**EXERCISE**
Copy every one of the records below word for word, with nothing added or left out.

**RECORDS SHOWN**
....

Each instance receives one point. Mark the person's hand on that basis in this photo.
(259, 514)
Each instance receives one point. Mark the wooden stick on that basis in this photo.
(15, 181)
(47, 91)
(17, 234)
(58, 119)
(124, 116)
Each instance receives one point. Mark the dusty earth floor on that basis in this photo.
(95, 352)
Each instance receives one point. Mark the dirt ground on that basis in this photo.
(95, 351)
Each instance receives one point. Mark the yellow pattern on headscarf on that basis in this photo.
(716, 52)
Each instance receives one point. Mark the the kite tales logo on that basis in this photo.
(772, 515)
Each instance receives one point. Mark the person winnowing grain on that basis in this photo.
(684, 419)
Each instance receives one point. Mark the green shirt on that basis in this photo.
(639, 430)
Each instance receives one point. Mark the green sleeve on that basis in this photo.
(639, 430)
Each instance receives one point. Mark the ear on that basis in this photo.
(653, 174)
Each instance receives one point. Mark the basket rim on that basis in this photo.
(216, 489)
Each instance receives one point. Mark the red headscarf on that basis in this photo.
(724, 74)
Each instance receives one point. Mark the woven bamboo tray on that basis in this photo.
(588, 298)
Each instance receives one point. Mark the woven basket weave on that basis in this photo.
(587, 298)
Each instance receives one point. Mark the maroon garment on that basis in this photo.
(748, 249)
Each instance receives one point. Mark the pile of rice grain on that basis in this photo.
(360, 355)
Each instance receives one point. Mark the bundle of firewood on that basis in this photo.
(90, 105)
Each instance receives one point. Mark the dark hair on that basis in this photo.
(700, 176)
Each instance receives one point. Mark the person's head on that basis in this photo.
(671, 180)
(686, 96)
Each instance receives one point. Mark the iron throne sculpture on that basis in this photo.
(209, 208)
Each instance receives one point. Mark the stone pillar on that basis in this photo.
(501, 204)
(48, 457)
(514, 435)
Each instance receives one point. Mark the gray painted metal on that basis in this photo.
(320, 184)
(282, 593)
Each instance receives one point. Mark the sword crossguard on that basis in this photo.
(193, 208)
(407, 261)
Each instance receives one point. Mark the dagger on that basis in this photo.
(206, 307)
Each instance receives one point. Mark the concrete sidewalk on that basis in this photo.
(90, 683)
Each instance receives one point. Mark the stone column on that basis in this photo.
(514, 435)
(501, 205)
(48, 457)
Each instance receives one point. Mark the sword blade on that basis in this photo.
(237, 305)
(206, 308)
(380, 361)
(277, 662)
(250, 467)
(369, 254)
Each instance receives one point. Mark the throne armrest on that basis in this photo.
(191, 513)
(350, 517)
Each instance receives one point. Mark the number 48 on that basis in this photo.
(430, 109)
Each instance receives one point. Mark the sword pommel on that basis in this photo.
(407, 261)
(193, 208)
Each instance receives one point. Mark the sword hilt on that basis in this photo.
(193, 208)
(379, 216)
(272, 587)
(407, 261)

....

**EXERCISE OUTPUT**
Each instance receives one point. Mark the person's hand on that basis in this photo.
(259, 514)
Each instance receives one point. Mark the wooden stick on that basis in this photo.
(15, 181)
(47, 91)
(17, 234)
(58, 119)
(124, 116)
Each instance receives one point. Mark the dusty earth floor on that basis in this photo.
(95, 352)
Each instance receives one point. Mark the dirt ground on that basis in this photo.
(95, 351)
Each instance receives one point. Mark the yellow pattern on headscarf on that basis in this photo.
(716, 52)
Each instance receives one point. Mark the the kite tales logo on that basis in this photo.
(772, 515)
Each instance receives one point. Mark the person winnowing grain on that basis in this photo.
(684, 419)
Each instance receives one point. Mark the green shirt on that basis in this photo.
(639, 430)
Each instance receives one point. Mark the green sleeve on that basis in this photo.
(639, 430)
Each instance receives one point. Mark the ear on that basis in this photo.
(653, 174)
Each instance receives one point. Mark the basket rim on that basis in this photo.
(216, 489)
Each instance receives one point. Mark the red headscarf on that basis in this photo.
(724, 74)
Each instance receives one point. Mark the woven bamboo tray on that basis in this photo.
(588, 298)
Each instance receives one point. Mark the woven basket weave on that basis in this photo.
(587, 298)
Each instance receives one point. Mark the maroon garment on that basis in this photo.
(748, 249)
Each instance receives one point. Mark the pile of rice grain on that basis in this photo.
(360, 355)
Each instance receives one point. Mark the bundle of firewood on that basis in this photo.
(90, 105)
Each instance receives one point. Mark the dark hair on that basis in this photo.
(700, 176)
Each instance receives one point. Mark the person's head on that basis in this photo.
(671, 180)
(686, 96)
Each instance receives one point. Mark the iron throne sculpture on that basis in this photo.
(209, 208)
Each instance receives one point. Mark the stone pillar on that basis in this photo.
(501, 204)
(48, 457)
(514, 435)
Each instance receives one point. Mark the gray painted metal on that basis in this photo.
(320, 184)
(282, 593)
Each instance receives one point. Mark the sword crossguard on that basis in this photo.
(193, 208)
(407, 261)
Each instance receives one point. Mark the dagger on that basis in this photo.
(206, 307)
Each instance receives one point. Mark the concrete sidewalk on that basis in this photo.
(90, 683)
Each instance receives one point. Mark the stone column on that basis in this photo.
(514, 435)
(501, 205)
(48, 457)
Each instance receives one point. Mark the sword blade on that basis in this photo.
(237, 305)
(206, 308)
(380, 361)
(277, 662)
(250, 467)
(369, 254)
Each instance receives one point. Mark the throne armrest on that basis in this photo.
(191, 513)
(350, 517)
Each instance receives one point. Mark the number 48 on that basis in this photo.
(430, 109)
Each instance receives one point. Mark the sword pommel on that basis in this photo.
(407, 261)
(193, 208)
Each instance receives one point. Mark the sword hilt on that basis in this photo.
(193, 208)
(379, 216)
(272, 587)
(407, 261)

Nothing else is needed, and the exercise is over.